→ **Written exercise**:
Starting from the line that contains "Could you point out every instance of the distant", reproduce each line exactly through the end of the material, and include no other lines.

==*==

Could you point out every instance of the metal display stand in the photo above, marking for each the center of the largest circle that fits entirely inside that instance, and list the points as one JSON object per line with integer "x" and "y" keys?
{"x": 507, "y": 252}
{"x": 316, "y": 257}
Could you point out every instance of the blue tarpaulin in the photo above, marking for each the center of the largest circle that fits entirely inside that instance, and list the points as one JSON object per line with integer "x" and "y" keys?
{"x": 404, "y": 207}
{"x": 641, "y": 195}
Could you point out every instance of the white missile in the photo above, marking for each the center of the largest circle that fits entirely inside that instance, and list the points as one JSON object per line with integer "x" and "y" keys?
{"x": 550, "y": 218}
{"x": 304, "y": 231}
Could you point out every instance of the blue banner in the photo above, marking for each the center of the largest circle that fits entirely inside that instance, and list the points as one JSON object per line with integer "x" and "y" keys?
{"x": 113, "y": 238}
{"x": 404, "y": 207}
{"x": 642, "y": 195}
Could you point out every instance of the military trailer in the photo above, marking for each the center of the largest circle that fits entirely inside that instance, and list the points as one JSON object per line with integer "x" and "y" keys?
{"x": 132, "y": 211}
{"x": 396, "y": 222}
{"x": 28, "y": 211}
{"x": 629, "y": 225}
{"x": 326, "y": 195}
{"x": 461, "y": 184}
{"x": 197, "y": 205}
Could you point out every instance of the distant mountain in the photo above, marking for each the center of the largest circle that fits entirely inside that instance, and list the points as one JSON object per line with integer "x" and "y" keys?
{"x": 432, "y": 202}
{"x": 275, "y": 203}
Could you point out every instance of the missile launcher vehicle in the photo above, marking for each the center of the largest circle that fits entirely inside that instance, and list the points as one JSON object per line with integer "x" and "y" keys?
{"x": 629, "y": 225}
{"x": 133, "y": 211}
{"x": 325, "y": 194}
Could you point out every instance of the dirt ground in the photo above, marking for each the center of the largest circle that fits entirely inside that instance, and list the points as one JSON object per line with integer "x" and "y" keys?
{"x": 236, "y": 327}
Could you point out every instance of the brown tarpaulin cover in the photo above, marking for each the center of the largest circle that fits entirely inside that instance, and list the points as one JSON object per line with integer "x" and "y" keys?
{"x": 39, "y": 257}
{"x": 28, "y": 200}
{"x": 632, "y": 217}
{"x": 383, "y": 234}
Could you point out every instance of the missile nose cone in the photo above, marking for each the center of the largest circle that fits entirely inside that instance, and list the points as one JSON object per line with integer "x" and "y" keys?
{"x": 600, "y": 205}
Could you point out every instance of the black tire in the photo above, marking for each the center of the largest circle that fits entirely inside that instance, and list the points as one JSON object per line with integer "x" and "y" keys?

==*==

→ **The output**:
Could you point out every instance of the distant mountain in the photo above, marking for each the center of the largest circle that fits entirely inside that instance, and list the points as one JSON object per line with integer "x" and "y" keys?
{"x": 432, "y": 202}
{"x": 275, "y": 203}
Could you point out every instance of the missile launcher vehicle in the photo above, marking for each the center of the largest circle that fits entirely inside that instance, and list the points as one JSON object per line with integer "x" and "y" keys?
{"x": 629, "y": 225}
{"x": 133, "y": 211}
{"x": 325, "y": 194}
Could you point out every instance of the dirt ground in the photo above, marking for each the center of the largest circle that fits entirely inside that instance, and list the points as one JSON object per line with integer "x" and "y" keys?
{"x": 236, "y": 327}
Could you point out every instance of the brown tarpaulin cover in the photo above, marking for each the center of the largest circle that fits entirely inside that instance, and list the points as one JSON object per line with integer "x" and "y" keys?
{"x": 39, "y": 257}
{"x": 28, "y": 200}
{"x": 632, "y": 217}
{"x": 383, "y": 234}
Could you point out every instance of the missile nose cone in the photo above, marking for each the center of the largest circle that fits entirely inside that instance, and list the points as one JSON object per line with integer "x" and "y" keys?
{"x": 600, "y": 205}
Could you point out every instance of the black tire in the photo above, marking for each the center of the largest circle that fits entirely inside that instance, and list the points as one JSON object per line with integer "x" and "y" keys?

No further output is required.